[WHAT YOU ARE ASKED TO DO]
From the Afghanistan troop-strategy excerpt below, pull out the passage between "It is the plan bequeathed" and "(Access Cheney comments.)", inclusive, copied word for word.

Afghanistan: There’s No Substitute for Boots on the Ground

According to a report from the ground by NY Times Op Ed writer, Max Boot, when the First Battalion, Fifth Marine Regiment entered Nawa, a poor, rural district in southern Afghanistan’s strategic Helmand River Valley, the bazaar was shut down and the streets empty. Today, 70 stores are open and the streets are full of trucks and pedestrians, and when the Taliban try to sneak in, the locals alert the Marines. The key to the change: the infusion of additional U.S. troops. (Access Op Ed.)

This strategy – to add boots on the ground, focus troops around key regional population centers, establish safe zones in those centers, and then spread out to the surrounding countryside – is the strategy that General Petraeus took into Iraq, the strategy the Democrats insisted would not work, then insisted was not working while even left-leaning news reporters admitted it was, and about which then-Senator Hilary Clinton (among others) claimed Petraeus was “cooking the books.” That strategy worked in Iraq, and it’s working wherever it’s tried in Afghanistan.

It is the plan bequeathed to the Obama Administration by the Bush Administration. The plan the Obama Administration says it is coming up with by tossing out the “failed policies” of the Bush Administration and redesigning strategy from the ground up. The plan former Vice President Dick Cheney just reminded the nation is “suspiciously similar to” the Bush Administration’s policy in Iraq. The plan Cheney revealed the Obama transition team asked the Bush Administration not to publicize that they were handing off to the incoming President. It is that plan. (Access Cheney comments.)

It is the plan that has worked not only in Iraq and in select sites in Afghanistan, but also in other radical-Islamist-ridden countries in the Middle East and Southeast Asia. It is the plan General McChrystal, the senior commander in Afghanistan, has argued for in Afghanistan. It is the plan that needs a minimum of 40,000 new troops. It is the plan Obama has so far “supported” with just half that number, 21,000 new troops – pretty much tying one hand behind the General’s back. (Can anyone say “Viet Nam”?)

It’s that plan.

Even NY Times’ Nicholas Kristof, a long-time critic of the Bush Administration’s Iraq and Middle East strategies, advocates a policy “suspiciously similar to” the Bush Administration’s policy under General Petraeus. (Access Kristof Editorial.) Though Kristof does not want to see more troops committed to Afghanistan, he does think the current troops should be re-deployed to protecting cities only, while building up and training the Afghan Army. He also wants to see more diplomatic and financial incentives applied to switching the loyalties of Afghan tribal leaders, and an effort to build stronger relations with southern Afghanistan’s Pashtuns. And Kristof is opposed to a U.S. pullout for the same reasons the Bush team opposed pulling out: it would “be a disastrous signal of American weakness and would destabilize Pakistan.”

[RECORDED INFORMATION]

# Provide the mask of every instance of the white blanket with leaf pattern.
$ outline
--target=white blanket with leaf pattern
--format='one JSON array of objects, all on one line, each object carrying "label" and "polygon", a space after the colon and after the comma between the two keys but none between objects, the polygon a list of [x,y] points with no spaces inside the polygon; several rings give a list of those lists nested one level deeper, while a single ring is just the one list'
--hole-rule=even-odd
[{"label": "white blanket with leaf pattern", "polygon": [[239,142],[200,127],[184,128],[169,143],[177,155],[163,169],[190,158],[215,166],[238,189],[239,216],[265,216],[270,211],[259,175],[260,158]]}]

...

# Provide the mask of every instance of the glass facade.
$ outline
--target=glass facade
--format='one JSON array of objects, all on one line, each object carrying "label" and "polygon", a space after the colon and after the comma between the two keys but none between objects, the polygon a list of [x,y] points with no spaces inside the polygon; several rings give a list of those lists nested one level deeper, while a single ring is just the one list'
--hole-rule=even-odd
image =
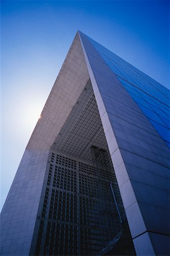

==

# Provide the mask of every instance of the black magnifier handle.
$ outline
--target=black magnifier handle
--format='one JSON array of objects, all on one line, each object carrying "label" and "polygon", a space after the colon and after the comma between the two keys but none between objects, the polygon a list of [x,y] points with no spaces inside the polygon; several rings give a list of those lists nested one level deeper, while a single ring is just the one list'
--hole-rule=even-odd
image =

[FINISHED ANSWER]
It is the plan bequeathed to the Obama Administration by the Bush Administration. The plan the Obama Administration says it is coming up with by tossing out the “failed policies” of the Bush Administration and redesigning strategy from the ground up. The plan former Vice President Dick Cheney just reminded the nation is “suspiciously similar to” the Bush Administration’s policy in Iraq. The plan Cheney revealed the Obama transition team asked the Bush Administration not to publicize that they were handing off to the incoming President. It is that plan. (Access Cheney comments.)